> Try it
Write out the whole listing, matching it exactly.

> Data supplied
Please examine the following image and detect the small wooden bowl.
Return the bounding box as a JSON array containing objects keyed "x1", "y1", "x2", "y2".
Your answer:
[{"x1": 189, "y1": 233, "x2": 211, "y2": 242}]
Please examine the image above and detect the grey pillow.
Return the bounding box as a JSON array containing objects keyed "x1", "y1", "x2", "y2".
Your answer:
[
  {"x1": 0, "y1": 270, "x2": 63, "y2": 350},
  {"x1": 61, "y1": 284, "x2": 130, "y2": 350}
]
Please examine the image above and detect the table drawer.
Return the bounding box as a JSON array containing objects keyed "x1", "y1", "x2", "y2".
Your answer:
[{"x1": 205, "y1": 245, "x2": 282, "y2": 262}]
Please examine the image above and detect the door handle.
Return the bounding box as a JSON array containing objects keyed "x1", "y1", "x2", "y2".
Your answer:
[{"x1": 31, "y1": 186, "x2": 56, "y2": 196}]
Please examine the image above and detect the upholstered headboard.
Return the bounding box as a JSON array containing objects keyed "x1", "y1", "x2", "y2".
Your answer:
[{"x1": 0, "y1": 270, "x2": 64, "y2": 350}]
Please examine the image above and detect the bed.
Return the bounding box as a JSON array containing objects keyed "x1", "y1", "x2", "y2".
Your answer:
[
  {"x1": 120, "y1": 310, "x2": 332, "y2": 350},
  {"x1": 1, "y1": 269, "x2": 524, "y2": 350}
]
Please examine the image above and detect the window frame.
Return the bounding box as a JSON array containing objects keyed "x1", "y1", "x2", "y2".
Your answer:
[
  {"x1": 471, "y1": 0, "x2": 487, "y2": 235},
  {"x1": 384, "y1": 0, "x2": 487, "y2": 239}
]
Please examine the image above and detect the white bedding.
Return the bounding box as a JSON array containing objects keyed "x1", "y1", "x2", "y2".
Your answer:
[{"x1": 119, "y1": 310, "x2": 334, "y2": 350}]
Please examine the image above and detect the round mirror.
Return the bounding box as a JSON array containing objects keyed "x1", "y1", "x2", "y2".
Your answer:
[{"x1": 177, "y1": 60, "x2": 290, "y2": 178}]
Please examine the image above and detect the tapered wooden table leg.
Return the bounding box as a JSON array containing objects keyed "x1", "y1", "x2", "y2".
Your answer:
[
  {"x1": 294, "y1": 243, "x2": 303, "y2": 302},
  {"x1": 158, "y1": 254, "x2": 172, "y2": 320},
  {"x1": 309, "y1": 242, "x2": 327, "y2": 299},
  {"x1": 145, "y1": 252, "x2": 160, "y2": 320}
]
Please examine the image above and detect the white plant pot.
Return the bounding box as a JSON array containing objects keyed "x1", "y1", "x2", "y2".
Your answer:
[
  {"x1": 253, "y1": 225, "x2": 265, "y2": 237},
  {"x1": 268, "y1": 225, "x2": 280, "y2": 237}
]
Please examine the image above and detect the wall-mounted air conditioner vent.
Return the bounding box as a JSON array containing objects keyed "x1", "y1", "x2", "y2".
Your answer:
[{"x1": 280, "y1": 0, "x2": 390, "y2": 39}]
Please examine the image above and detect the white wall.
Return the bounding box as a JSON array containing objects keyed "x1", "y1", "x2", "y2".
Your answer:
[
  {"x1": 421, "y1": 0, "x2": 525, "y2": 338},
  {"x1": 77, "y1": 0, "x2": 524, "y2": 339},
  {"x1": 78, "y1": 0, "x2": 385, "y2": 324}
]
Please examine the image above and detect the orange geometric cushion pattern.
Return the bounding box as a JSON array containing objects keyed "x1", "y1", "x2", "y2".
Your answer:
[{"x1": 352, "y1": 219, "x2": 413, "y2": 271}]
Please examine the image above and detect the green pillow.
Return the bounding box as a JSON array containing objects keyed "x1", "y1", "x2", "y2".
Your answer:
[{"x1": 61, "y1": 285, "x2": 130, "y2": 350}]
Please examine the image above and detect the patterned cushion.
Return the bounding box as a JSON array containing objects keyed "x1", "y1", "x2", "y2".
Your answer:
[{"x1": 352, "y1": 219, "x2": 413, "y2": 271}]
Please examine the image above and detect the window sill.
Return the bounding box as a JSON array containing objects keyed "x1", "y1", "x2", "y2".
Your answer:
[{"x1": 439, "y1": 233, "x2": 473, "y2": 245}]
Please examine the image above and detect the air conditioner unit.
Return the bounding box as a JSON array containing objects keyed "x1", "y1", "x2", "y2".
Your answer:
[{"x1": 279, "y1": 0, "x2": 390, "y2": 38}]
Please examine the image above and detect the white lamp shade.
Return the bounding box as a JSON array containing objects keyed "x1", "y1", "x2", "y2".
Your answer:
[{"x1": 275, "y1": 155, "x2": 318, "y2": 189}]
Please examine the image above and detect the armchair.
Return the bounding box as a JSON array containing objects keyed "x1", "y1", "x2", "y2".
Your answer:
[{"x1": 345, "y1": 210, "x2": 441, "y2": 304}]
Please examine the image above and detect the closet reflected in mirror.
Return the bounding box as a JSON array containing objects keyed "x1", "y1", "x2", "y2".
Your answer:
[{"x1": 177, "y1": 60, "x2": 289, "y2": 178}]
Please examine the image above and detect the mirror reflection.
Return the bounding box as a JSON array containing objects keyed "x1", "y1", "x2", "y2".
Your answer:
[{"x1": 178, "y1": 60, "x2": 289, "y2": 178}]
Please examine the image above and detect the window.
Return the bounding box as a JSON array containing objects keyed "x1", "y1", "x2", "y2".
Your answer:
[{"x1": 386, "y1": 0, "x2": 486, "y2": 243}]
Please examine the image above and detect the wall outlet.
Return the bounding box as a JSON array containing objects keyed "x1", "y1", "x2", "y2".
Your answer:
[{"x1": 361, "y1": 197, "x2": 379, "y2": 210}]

> Exercise output
Please examine the following image and detect the small wooden bowl.
Return the bounding box as a JSON array containing objects keyed "x1", "y1", "x2", "y2".
Your answer:
[{"x1": 189, "y1": 233, "x2": 211, "y2": 242}]
Please examine the image above and detect the grey pillow.
Return the bounding box as a JSON array containing objects keyed "x1", "y1", "x2", "y2".
Your answer:
[
  {"x1": 0, "y1": 270, "x2": 63, "y2": 350},
  {"x1": 61, "y1": 284, "x2": 130, "y2": 350}
]
Please examine the image above and detect the table drawer.
Return the bounding box as a JSON array containing objects keyed "x1", "y1", "x2", "y2".
Your answer:
[{"x1": 205, "y1": 245, "x2": 282, "y2": 262}]
Please examine the image above and detect the door handle.
Return the bounding box as a JSON array containing objects keyed "x1", "y1", "x2", "y2".
Your answer:
[{"x1": 31, "y1": 186, "x2": 56, "y2": 196}]
Please examine the image above and detect the upholstered headboard.
Return the bounding box as a JSON array containing objects keyed "x1", "y1", "x2", "y2".
Your answer:
[{"x1": 0, "y1": 270, "x2": 64, "y2": 350}]
Please examine the image above and detect the bed.
Return the bounding box as a JSON array containing objects keyed "x1", "y1", "x2", "y2".
Your answer:
[
  {"x1": 120, "y1": 310, "x2": 332, "y2": 350},
  {"x1": 1, "y1": 269, "x2": 524, "y2": 350}
]
Please examine the image above and detect the window frame.
Return the bounding box as a JSON array containing objects keyed "x1", "y1", "x2", "y2".
Your answer:
[
  {"x1": 471, "y1": 0, "x2": 487, "y2": 235},
  {"x1": 384, "y1": 0, "x2": 487, "y2": 239}
]
Please examine the image above and detect the white bedding.
Return the bounding box as a JSON array containing objects keyed "x1", "y1", "x2", "y2".
Your answer:
[{"x1": 119, "y1": 310, "x2": 334, "y2": 350}]
Please examine the image above and detect the round mirror.
Return the bounding box as a JSON array containing objects keyed "x1", "y1", "x2", "y2".
Your answer:
[{"x1": 177, "y1": 60, "x2": 290, "y2": 178}]
Please examine the image above and detect the tapered wooden table leg.
Return the bounding box as a JSON array containing objects keyed "x1", "y1", "x2", "y2".
Your answer:
[
  {"x1": 294, "y1": 243, "x2": 303, "y2": 302},
  {"x1": 158, "y1": 254, "x2": 172, "y2": 320},
  {"x1": 309, "y1": 242, "x2": 327, "y2": 299},
  {"x1": 145, "y1": 252, "x2": 160, "y2": 320}
]
Please examine the image above and detect the white plant pot.
Return the bounding box as a JSON array containing objects keyed "x1", "y1", "x2", "y2".
Your answer:
[
  {"x1": 253, "y1": 225, "x2": 265, "y2": 237},
  {"x1": 268, "y1": 225, "x2": 280, "y2": 237}
]
Please examine the image above and detect the wall-mounted air conditioner vent.
Return the bounding box as a JSON array containing objects keyed "x1", "y1", "x2", "y2".
Your answer:
[{"x1": 280, "y1": 0, "x2": 390, "y2": 39}]
Please examine the image above and detect the white wall.
Return the bounding box as a JSON array containing objects keyed "x1", "y1", "x2", "y2".
Your answer:
[
  {"x1": 421, "y1": 0, "x2": 525, "y2": 338},
  {"x1": 77, "y1": 0, "x2": 524, "y2": 339},
  {"x1": 78, "y1": 0, "x2": 385, "y2": 324}
]
Please examine the image above and detect the orange geometric cushion pattern.
Return the bounding box as a JSON array containing objects keyed "x1", "y1", "x2", "y2".
Your answer:
[{"x1": 352, "y1": 219, "x2": 413, "y2": 271}]
Please examine the image above and detect the green pillow.
Return the bounding box as a JSON array containing objects keyed "x1", "y1", "x2", "y2".
Your answer:
[{"x1": 61, "y1": 285, "x2": 130, "y2": 350}]
Please examine the image above and detect the patterned cushion.
Return the bounding box as a JSON array containing objects keyed "x1", "y1", "x2", "y2".
Your answer:
[{"x1": 352, "y1": 219, "x2": 413, "y2": 271}]
Please examine the image above and detect the window sill.
Return the bounding box as a JSON array containing objects keyed "x1", "y1", "x2", "y2".
Your answer:
[{"x1": 439, "y1": 233, "x2": 473, "y2": 245}]
Please examine the image above and detect the air conditioner unit.
Return the bounding box as a JSON array containing objects keyed "x1", "y1", "x2", "y2".
Your answer:
[{"x1": 279, "y1": 0, "x2": 390, "y2": 38}]
Please examine the image above and detect the white lamp shade.
Return the bounding box as a JSON array containing objects keyed "x1", "y1", "x2", "y2".
Your answer:
[{"x1": 275, "y1": 155, "x2": 318, "y2": 189}]
Please examine the image above and detect the armchair.
Return the bounding box as a JSON array containing objects keyed "x1", "y1", "x2", "y2".
Your answer:
[{"x1": 345, "y1": 210, "x2": 441, "y2": 304}]
Please examine the image above and detect the closet reflected in mirror.
Return the bounding box as a JSON array containing objects keyed "x1", "y1", "x2", "y2".
Your answer:
[{"x1": 177, "y1": 60, "x2": 289, "y2": 178}]
Please examine the image above and detect the mirror reflection.
Return the bounding box as a JSON array containing objects keyed "x1", "y1", "x2", "y2".
Your answer:
[{"x1": 178, "y1": 60, "x2": 289, "y2": 178}]
Please examine the image above and detect the window.
Return the bounding box as a JSON array containing objects keyed "x1", "y1", "x2", "y2".
Your answer:
[{"x1": 386, "y1": 0, "x2": 486, "y2": 243}]
Please examine the image above and detect the wall outlet.
Return the bounding box as a JSON array containing objects keyed "x1", "y1", "x2", "y2".
Your answer:
[{"x1": 361, "y1": 197, "x2": 379, "y2": 210}]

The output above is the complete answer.